- EXCERPTED TEXT:
#WWDC highlights: iPhone 4 now a true smartphone. Steve leapfrogs rivals by years with iOS, gets really anxious about Google
There were quite a few interesting things presented during Steve Jobs Apple Apple WWDC keynote.
iPhone 4 attracted the most attention. And, it really is a great device. Specwise, iPhone 4 caught up with other latest high end smartphones in every way that matters. Given that iPhone OS already had the best user experience all around, and other vendors relied a lot on missing iPhone features to promote their flagships, this is a really big deal.
But, IMHO, one, even more important thing, happened during WWDC keynote. Hidden behind the simple iPhone OS name change to iOS4, was Apple’s official statement that they have a new main computing platform – iOS. And announcement new computing paradigm, based on a lightweight, power and resource efficient, connected OS. Most of the competition was caught completely off-guard by this new shift, and will take at least a year to even start catching up.

- GIVEN INFORMATION:
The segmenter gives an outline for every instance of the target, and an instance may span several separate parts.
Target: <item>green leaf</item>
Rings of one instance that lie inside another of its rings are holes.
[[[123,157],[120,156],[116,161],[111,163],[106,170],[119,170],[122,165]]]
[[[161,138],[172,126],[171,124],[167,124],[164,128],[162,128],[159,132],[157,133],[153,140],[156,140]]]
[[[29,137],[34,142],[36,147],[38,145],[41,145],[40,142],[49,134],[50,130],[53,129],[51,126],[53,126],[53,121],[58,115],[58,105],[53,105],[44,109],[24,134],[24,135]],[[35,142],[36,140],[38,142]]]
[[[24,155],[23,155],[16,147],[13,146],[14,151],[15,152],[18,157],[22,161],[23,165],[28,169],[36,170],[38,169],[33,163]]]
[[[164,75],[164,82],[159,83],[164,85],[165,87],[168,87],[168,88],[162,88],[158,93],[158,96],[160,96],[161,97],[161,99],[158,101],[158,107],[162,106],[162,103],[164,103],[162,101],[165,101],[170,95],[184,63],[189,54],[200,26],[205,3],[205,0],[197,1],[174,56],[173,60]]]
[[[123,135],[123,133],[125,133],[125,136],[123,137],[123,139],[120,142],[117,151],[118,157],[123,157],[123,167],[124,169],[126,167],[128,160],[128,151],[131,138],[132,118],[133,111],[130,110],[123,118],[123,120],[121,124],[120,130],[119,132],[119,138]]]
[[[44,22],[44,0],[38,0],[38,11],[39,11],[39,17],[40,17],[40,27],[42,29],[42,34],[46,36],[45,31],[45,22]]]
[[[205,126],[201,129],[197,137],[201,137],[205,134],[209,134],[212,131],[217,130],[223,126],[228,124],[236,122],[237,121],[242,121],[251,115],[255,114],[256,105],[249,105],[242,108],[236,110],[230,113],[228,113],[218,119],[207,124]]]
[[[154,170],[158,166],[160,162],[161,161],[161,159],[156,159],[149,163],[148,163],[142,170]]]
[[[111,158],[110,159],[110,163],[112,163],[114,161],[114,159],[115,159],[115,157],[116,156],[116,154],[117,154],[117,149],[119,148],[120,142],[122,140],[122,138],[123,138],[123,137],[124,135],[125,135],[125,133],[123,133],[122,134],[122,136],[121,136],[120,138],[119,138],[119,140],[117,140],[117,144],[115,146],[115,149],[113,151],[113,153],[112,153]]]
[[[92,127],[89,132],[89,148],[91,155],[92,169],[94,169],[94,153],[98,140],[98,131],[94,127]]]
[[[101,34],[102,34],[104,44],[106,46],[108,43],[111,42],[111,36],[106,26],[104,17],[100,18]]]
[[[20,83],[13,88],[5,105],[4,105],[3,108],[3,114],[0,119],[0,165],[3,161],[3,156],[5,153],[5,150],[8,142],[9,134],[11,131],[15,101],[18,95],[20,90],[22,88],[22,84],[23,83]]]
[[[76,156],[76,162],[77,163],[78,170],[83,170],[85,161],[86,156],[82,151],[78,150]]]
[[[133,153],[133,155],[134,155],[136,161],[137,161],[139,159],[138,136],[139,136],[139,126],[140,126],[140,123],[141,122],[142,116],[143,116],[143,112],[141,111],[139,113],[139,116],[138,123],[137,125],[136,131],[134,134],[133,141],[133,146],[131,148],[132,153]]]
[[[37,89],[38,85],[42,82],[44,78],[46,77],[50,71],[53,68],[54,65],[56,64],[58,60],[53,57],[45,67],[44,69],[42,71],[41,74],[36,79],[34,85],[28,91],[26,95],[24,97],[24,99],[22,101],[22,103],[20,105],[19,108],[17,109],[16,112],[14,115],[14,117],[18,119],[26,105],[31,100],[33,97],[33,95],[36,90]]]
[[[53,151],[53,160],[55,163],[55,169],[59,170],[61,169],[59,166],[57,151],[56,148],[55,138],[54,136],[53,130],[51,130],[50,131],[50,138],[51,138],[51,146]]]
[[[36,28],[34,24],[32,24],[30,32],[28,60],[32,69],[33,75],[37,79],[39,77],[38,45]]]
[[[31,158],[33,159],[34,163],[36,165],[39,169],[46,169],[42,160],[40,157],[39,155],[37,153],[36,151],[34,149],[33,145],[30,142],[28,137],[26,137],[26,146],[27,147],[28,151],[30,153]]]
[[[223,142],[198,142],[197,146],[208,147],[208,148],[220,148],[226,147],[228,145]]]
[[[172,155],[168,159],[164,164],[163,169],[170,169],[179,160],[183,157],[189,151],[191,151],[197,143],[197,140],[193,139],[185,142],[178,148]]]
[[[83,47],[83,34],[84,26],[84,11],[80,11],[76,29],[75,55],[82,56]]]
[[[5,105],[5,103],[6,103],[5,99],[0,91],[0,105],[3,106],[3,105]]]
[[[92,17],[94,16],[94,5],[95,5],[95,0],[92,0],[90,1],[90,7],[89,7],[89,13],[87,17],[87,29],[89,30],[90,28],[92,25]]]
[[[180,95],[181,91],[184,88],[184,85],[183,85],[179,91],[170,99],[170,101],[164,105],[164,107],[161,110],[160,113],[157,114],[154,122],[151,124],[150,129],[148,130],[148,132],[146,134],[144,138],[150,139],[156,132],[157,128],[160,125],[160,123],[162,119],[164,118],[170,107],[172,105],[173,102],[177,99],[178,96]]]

- EXERCISE SET:
a - Reproduce everything in the WWDC post from "But, IMHO, one, even" down to "start catching up.", word for word.
b - Identify each line of the listing that contains the string "instance", and copy those lines.

- ANSWERS IN ORDER:
a -
But, IMHO, one, even more important thing, happened during WWDC keynote. Hidden behind the simple iPhone OS name change to iOS4, was Apple’s official statement that they have a new main computing platform – iOS. And announcement new computing paradigm, based on a lightweight, power and resource efficient, connected OS. Most of the competition was caught completely off-guard by this new shift, and will take at least a year to even start catching up.

b -
The segmenter gives an outline for every instance of the target, and an instance may span several separate parts.
Rings of one instance that lie inside another of its rings are holes.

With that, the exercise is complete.